# [The request]
Copy the stretch from the line containing "Could you point out the white trailer" through the last line, swapping "trailer" for "camper" and leaving everything else unchanged.

# [Data]
-- START --

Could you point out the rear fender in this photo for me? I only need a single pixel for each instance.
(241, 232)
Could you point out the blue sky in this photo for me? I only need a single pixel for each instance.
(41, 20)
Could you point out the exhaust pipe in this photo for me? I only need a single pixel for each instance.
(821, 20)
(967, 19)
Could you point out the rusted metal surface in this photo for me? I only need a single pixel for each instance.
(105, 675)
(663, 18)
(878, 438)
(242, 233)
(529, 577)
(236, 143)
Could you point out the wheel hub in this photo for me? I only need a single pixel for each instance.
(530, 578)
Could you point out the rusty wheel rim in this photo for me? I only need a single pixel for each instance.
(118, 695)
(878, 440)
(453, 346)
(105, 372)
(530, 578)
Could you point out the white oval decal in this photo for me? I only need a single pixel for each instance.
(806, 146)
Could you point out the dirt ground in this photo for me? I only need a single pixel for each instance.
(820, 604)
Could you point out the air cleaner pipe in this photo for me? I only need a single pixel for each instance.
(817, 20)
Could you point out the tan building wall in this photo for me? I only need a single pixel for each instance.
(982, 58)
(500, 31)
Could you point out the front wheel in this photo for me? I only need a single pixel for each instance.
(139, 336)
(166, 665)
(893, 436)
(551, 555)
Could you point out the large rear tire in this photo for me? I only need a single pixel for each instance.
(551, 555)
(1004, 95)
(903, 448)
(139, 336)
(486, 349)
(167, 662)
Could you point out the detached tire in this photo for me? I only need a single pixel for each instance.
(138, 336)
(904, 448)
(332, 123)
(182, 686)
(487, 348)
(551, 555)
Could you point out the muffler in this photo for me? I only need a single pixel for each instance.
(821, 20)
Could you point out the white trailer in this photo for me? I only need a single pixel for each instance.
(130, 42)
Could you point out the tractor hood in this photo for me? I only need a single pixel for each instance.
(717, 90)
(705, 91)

-- END --

# [Answer to this task]
Could you point out the white camper in this photo for me? I only need a single pixel for each instance.
(130, 42)
Could you point out the tractor hood in this photo for me? I only need a single pixel for each instance.
(717, 90)
(705, 91)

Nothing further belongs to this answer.